The Jazz wound up quarantining for about a day and a half, all told.
Even for the well-adjusted and well-prepared, that amount of time was a little difficult.
“Obviously, staying in your room for 36 hours is not the best thing to do,” center Rudy Gobert said.
He said that he spent his time either playing “Call of Duty,” reading, or sleeping.
“I’m glad that now we can see the sunlight,” Gobert added.
Conley said most of the players stayed in contact during the quarantine either via video games or through text messages.
Coach Quin Snyder, meanwhile, did not cop to any late-night “Call of Duty” co-ops, claiming instead that the bulk of his isolation was devoted to preparing “very methodically, intentionally.”
Perhaps even a little too much so.
“Having — how many hours? — 36 hours-plus by yourself, you gotta be careful not to overthink too many things, which I may have a tendency to do,” Snyder said with a slight grin.
It’s been a bit of an adjustment for everyone involved.
Given that, Conley said, any complaints out there about the menu or the amenities are simply the byproduct of players trying to get accustomed to their new and drastically different reality.

MATERIAL SUPPLIED:
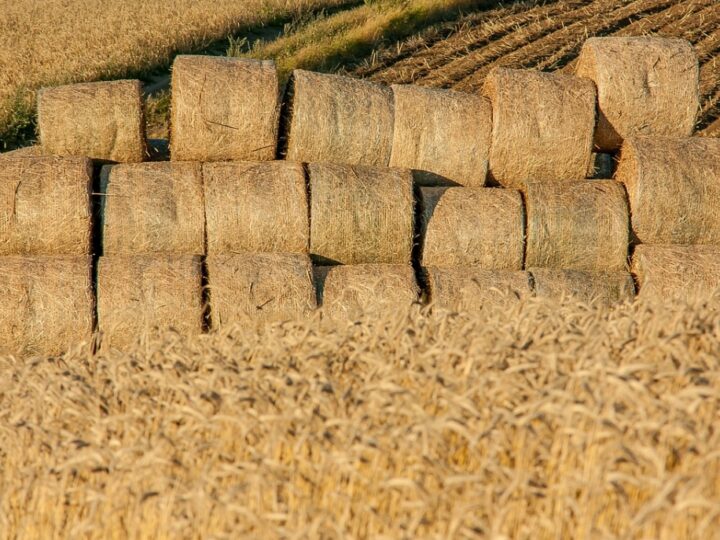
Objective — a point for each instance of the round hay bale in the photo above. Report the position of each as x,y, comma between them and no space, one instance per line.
...
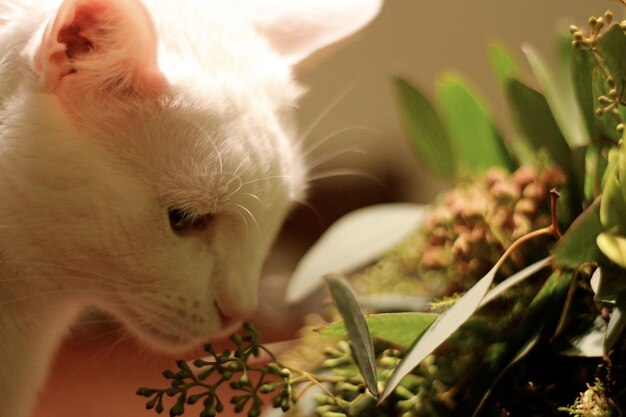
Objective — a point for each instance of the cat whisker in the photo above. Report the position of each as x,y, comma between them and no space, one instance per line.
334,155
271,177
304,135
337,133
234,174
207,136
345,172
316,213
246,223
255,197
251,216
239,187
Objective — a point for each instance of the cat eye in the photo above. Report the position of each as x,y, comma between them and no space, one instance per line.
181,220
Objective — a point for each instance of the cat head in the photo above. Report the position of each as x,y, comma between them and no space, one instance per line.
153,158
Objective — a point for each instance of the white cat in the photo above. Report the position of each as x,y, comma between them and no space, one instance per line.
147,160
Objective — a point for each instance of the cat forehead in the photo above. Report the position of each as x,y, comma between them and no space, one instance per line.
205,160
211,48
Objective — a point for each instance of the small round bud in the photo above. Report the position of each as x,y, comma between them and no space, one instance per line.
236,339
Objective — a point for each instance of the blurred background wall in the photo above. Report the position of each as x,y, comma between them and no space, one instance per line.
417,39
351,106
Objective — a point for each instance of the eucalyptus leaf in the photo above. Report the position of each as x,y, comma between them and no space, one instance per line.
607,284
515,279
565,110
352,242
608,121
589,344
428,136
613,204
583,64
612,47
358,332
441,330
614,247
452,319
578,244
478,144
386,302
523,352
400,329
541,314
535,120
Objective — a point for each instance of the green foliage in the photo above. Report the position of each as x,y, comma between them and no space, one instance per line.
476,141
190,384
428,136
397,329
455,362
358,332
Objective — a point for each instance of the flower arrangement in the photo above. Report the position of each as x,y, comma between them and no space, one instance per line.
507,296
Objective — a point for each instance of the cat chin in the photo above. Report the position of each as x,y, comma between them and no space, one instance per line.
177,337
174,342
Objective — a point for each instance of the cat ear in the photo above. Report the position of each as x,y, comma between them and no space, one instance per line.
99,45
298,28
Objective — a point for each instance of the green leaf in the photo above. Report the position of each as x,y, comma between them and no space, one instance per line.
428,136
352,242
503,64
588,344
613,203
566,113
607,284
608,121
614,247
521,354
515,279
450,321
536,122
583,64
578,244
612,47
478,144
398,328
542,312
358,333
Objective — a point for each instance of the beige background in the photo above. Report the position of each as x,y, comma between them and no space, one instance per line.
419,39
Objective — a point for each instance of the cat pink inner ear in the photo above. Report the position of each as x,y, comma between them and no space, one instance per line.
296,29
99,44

WHAT THIS EXERCISE ASKS:
• a. Write out the part of the Jazz quarantine passage that begins at the words "Coach Quin Snyder, meanwhile, did" and stops after "for everyone involved.".
• b. Find each line in the entries where the word "eucalyptus" appears, and copy those lines.

OUTPUTS:
• a.
Coach Quin Snyder, meanwhile, did not cop to any late-night “Call of Duty” co-ops, claiming instead that the bulk of his isolation was devoted to preparing “very methodically, intentionally.”
Perhaps even a little too much so.
“Having — how many hours? — 36 hours-plus by yourself, you gotta be careful not to overthink too many things, which I may have a tendency to do,” Snyder said with a slight grin.
It’s been a bit of an adjustment for everyone involved.

• b.
Objective — a point for each instance of the eucalyptus leaf in the photo above. Report the position of each as x,y, comma between them and no space, one instance per line.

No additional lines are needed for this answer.